The danger that came from within, from the Popes themselves and their nipoti (relativies, “nepotism”), was set aside for centuries by the German Reformation… The moral salvation of the papacy was due to its mortal enemies… Without the Reformation—if indeed it is possible to think it away—the whole ecclesiastical state would have passed into secular hands long ago.

Pope Julius II, powerfully anti-Borgia, was “the savior of the Papacy,” who put an end to the practice of the buying and selling of Church positions. However, the Counter-Reformation “annihlated the higher spiritual life of the people,” according to Burckhardt. Nietzsche would have said this was because they had become Christian once again.

The final section of Der Antichrist contains “the most terrible charge” against the Christian Church that “any prosecutor has ever uttered… I call Christianity the one great curse, the one great intrinsic depravity, the one great instinct for revenge for which no expedient is sufficiently poisonous, secret, subterranean, petty—I call it the one immortal blemish of mankind.” Nietzsche suggests that instead of calculating time from the “unlucky day” on which this “fatality” arose, time should be measured instead from its last day: “from today.” [A 62].

───

_EXERCISE INSTRUCTIONS_. Please pull out, word for word, the part of the passage above on the papacy and Christianity that opens with the words containing "The danger that" and closes with "Christian once again.".

───

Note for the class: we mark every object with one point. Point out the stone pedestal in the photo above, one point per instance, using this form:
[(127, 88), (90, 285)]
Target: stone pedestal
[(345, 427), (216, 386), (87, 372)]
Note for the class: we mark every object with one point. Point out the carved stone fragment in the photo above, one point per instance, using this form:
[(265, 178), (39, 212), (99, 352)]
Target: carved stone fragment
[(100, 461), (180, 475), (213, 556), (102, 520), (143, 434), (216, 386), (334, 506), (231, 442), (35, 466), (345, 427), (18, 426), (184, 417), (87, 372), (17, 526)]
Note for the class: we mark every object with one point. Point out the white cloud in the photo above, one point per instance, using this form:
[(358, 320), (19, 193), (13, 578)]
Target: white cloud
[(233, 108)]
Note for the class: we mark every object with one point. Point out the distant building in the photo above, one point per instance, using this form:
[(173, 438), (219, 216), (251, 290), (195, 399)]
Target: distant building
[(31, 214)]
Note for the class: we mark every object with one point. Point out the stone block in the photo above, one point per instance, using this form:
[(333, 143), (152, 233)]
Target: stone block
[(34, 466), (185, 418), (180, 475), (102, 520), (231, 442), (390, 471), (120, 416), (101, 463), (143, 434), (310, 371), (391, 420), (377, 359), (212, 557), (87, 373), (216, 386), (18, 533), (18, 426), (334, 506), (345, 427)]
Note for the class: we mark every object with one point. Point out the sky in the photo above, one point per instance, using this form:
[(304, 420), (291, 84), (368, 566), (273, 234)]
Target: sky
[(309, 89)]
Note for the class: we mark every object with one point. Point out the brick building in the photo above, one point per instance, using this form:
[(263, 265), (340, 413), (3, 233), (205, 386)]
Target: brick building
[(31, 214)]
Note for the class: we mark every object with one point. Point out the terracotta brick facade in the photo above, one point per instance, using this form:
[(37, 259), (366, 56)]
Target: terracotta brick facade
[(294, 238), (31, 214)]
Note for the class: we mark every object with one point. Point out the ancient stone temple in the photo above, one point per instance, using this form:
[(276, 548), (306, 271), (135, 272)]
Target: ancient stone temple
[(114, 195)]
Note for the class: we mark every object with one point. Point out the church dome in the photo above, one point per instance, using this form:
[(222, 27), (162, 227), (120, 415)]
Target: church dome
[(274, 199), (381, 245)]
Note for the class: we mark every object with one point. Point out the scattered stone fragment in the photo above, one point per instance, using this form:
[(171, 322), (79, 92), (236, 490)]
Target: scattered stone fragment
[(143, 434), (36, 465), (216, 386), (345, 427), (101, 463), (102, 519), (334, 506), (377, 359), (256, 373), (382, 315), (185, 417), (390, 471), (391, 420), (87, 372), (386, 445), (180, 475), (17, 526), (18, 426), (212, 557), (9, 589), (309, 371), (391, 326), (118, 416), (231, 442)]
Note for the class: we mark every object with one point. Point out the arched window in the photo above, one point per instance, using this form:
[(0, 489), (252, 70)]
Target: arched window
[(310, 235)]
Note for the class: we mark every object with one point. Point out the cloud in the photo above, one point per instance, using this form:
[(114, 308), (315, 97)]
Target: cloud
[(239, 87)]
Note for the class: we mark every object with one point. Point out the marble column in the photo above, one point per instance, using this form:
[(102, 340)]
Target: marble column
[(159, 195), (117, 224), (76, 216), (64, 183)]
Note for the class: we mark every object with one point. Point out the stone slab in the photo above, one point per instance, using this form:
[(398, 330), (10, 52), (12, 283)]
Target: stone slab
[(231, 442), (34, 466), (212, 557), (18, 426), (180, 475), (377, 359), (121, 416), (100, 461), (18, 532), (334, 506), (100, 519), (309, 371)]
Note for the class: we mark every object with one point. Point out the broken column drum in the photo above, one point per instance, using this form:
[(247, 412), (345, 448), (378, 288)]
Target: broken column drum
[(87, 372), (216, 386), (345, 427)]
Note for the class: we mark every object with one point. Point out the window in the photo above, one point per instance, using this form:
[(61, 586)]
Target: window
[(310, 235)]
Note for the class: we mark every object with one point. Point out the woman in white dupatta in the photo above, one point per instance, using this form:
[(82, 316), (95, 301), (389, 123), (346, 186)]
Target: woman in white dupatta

───

_REPLY TO THE EXERCISE_.
The danger that came from within, from the Popes themselves and their nipoti (relativies, “nepotism”), was set aside for centuries by the German Reformation… The moral salvation of the papacy was due to its mortal enemies… Without the Reformation—if indeed it is possible to think it away—the whole ecclesiastical state would have passed into secular hands long ago.

Pope Julius II, powerfully anti-Borgia, was “the savior of the Papacy,” who put an end to the practice of the buying and selling of Church positions. However, the Counter-Reformation “annihlated the higher spiritual life of the people,” according to Burckhardt. Nietzsche would have said this was because they had become Christian once again.